• **Task requirements**
Using the listing below, count the lines in which "stem" appears; give the count alone.

(Study material)

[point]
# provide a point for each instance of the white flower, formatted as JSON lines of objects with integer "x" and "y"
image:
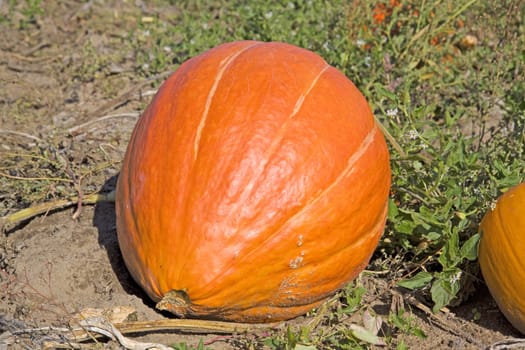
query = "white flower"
{"x": 391, "y": 112}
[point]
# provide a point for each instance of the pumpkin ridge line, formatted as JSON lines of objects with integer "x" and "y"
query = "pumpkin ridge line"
{"x": 363, "y": 147}
{"x": 225, "y": 63}
{"x": 374, "y": 227}
{"x": 262, "y": 164}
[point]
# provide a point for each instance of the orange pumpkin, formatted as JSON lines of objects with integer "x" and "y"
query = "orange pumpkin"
{"x": 502, "y": 254}
{"x": 254, "y": 185}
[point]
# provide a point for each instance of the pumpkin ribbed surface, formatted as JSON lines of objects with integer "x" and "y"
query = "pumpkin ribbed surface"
{"x": 254, "y": 185}
{"x": 502, "y": 254}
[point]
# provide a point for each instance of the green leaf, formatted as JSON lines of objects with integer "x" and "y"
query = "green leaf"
{"x": 451, "y": 255}
{"x": 469, "y": 249}
{"x": 305, "y": 347}
{"x": 445, "y": 288}
{"x": 420, "y": 280}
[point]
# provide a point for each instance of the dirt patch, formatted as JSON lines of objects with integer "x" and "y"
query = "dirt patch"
{"x": 76, "y": 111}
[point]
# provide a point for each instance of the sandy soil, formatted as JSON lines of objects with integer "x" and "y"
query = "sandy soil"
{"x": 56, "y": 265}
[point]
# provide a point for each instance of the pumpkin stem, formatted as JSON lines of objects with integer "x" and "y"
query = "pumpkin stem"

(End Study material)

• **Task output**
2